__SELECTED PASSAGE__
Content starts

Energy Action Limited results disappoint: Should you buy?

Regular readers will know that I’ve long followed the fortunes of an energy broker and energy efficiency company called Energy Action Limited (ASX: EAX). It has, in the past, attracted smart-money hoping to profit from the ongoing electricity price inflation.

The attractions are obvious: the company’s reverse auction platform called the Australian Energy Exchange (AEX) allows clients to procure gas and electricity at the lowest possible prices. The company’s high margin monitoring business helps those customers ensure that they abide by their low-cost energy contract, and keeps tabs on the energy retailers. Finally, when a customer was motivated to reduce energy bills further, Energy Action could provide energy efficiency solutions for them.

The first line of business, the AEX, is fairly low margin, but it provides a clear selling point because it immediately saves customers money. It also gives the company an in, and makes it easier to sell the high margin monitoring services, which cost little extra to replicate. Indeed, both these lines of business require relatively little capital expenditure. Best of all, they provide sticky recurring revenue.

The third line of business – energy efficiency solutions – is a different beast. Because improving energy efficiency usually requires actual hardware, as well as case-by-case analysis, it’s relatively capital intensive. There are no real barriers to entry, and competition is fierce. For example, another ASX-listed company called Ecosave Holdings Ltd (ASX: ECV) also offers somewhat similar services. That company recently informed the market of adverse changes to Victorian government energy efficiency programs. Unlike Energy Action, Ecosave earns revenue from the USA as well as Australia.

The contract-based nature of energy efficiency businesses mean that margins can quickly come under pressure when demand falls. Worse still, a lot of demand has been spurred by government measures, which are being aggressively wound back since falling electricity demand is hurting the interest of powerful players like Origin Energy Limited (ASX: ORG), who are seeing energy retailing profits fall away.

In December 2013 and then again in May 2014, Energy Action forecast that operating NPAT would be approximately in line with FY 2013 operating NPAT of $4.9 million. As it turns out, operating NPAT was down 8% to $4.5 million, and statutory NPAT was down 20% to $3.5 million. The dividend was cut 15%.

The company managed to grow revenue in its low margin “projects & advisory services” energy efficiency business, thanks in part to the acquisition of Energex. In fact, further expansion by acquisition into the low margin project business is on the cards, as the company announced it would take on debt to fund the acquisition of EnergyAdvice for the bargain price of 9x the average EBIT of FY2012 – FY2014. No word on what EBIT was for FY 2014.

This move makes a lot of sense for CEO Scott Wooldridge, because 75% of his performance bonus is awarded if the actual operating earnings per share are higher than the budgeted operating earnings per share, whatever that is.

As speculators who lost all their money invested in Forge Group will know, it’s pretty easy for a CEO to grow earnings per share, especially if they inherit a strong balance sheet. Simply by spending that cash and taking on a little debt, earnings will be boosted. The sad irony is that this performance hurdle will be achieved even if it is contrary to the long-term interest of shareholders and substantially weakens the company.

Content ends

__DATA LISTING__

Content starts

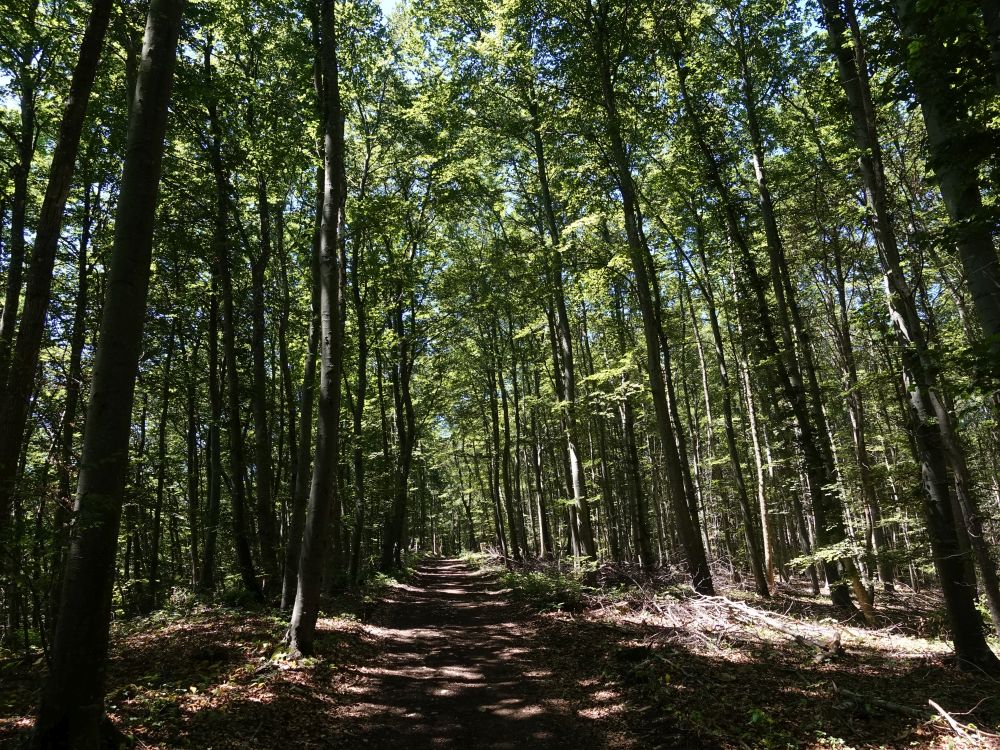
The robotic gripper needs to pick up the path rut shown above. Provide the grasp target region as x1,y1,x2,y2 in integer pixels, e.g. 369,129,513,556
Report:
340,560,638,750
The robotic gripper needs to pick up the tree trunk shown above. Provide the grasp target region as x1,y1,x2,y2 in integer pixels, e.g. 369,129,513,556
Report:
822,0,1000,674
0,0,112,548
32,0,183,750
143,323,175,614
288,0,344,655
587,4,715,595
205,43,264,601
198,280,222,591
896,0,1000,381
281,167,325,610
250,176,281,596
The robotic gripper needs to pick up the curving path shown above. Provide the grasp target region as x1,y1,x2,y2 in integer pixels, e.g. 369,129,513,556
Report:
340,560,638,750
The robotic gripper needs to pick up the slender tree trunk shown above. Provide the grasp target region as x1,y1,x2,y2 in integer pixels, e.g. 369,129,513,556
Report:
32,0,183,750
250,176,281,596
205,41,264,601
143,323,175,614
0,0,112,536
288,0,344,655
198,282,222,591
587,3,715,595
49,181,98,627
822,0,1000,674
281,168,325,609
0,16,37,384
896,0,1000,380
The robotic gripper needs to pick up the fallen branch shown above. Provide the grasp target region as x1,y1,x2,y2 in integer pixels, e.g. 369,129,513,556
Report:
831,682,929,720
927,699,973,740
705,596,843,655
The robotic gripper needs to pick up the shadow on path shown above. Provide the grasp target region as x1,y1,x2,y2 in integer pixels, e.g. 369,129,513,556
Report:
345,560,630,750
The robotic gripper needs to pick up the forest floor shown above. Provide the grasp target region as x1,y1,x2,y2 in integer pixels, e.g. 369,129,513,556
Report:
0,559,1000,750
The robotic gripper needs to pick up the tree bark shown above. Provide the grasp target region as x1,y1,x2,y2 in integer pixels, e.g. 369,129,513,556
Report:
586,0,715,595
288,0,344,655
32,0,183,750
0,0,113,535
822,0,1000,674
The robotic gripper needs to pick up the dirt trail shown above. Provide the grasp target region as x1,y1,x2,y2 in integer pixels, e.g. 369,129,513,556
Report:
340,560,637,750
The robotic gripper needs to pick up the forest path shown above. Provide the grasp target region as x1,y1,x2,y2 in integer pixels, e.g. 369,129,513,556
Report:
340,560,640,750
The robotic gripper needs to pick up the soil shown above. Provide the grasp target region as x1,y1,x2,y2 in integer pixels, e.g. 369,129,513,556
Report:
332,560,639,750
0,559,1000,750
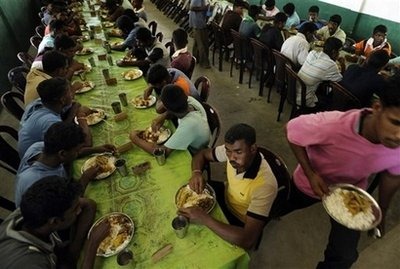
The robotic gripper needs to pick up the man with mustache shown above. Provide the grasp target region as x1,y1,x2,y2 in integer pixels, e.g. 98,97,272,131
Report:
286,74,400,268
180,123,277,249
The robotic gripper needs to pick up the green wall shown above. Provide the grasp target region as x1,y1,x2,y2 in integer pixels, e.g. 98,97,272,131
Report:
276,0,400,54
0,0,40,92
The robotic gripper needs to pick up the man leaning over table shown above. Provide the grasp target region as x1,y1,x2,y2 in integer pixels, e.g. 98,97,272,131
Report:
130,84,211,156
180,124,277,249
317,14,346,44
286,74,400,268
0,176,110,269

Content ends

__SET OF TASKS__
(a) From the Energy Action article, quote the passage beginning at the words "As speculators who" and stopping after the words "weakens the company.".
(b) In the Energy Action article, what operating NPAT did the company actually report after forecasting results in line with FY 2013?
(c) Condense the paragraph of the Energy Action article that opens "The third line of business" into a bulleted list that keeps its main facts.

__YOUR WRITTEN ANSWERS__
(a)
As speculators who lost all their money invested in Forge Group will know, it’s pretty easy for a CEO to grow earnings per share, especially if they inherit a strong balance sheet. Simply by spending that cash and taking on a little debt, earnings will be boosted. The sad irony is that this performance hurdle will be achieved even if it is contrary to the long-term interest of shareholders and substantially weakens the company.

(b) Operating NPAT fell 8% to $4.5 million.

(c)
- Energy efficiency solutions are unlike the other two lines of business.
- The work needs actual hardware and case-by-case analysis, so it is relatively capital intensive.
- There are no real barriers to entry, and competition is fierce.
- Ecosave Holdings Ltd (ASX: ECV) offers somewhat similar services.
- Ecosave recently reported adverse changes to Victorian government energy efficiency programs.
- Unlike Energy Action, Ecosave earns revenue from the USA as well as Australia.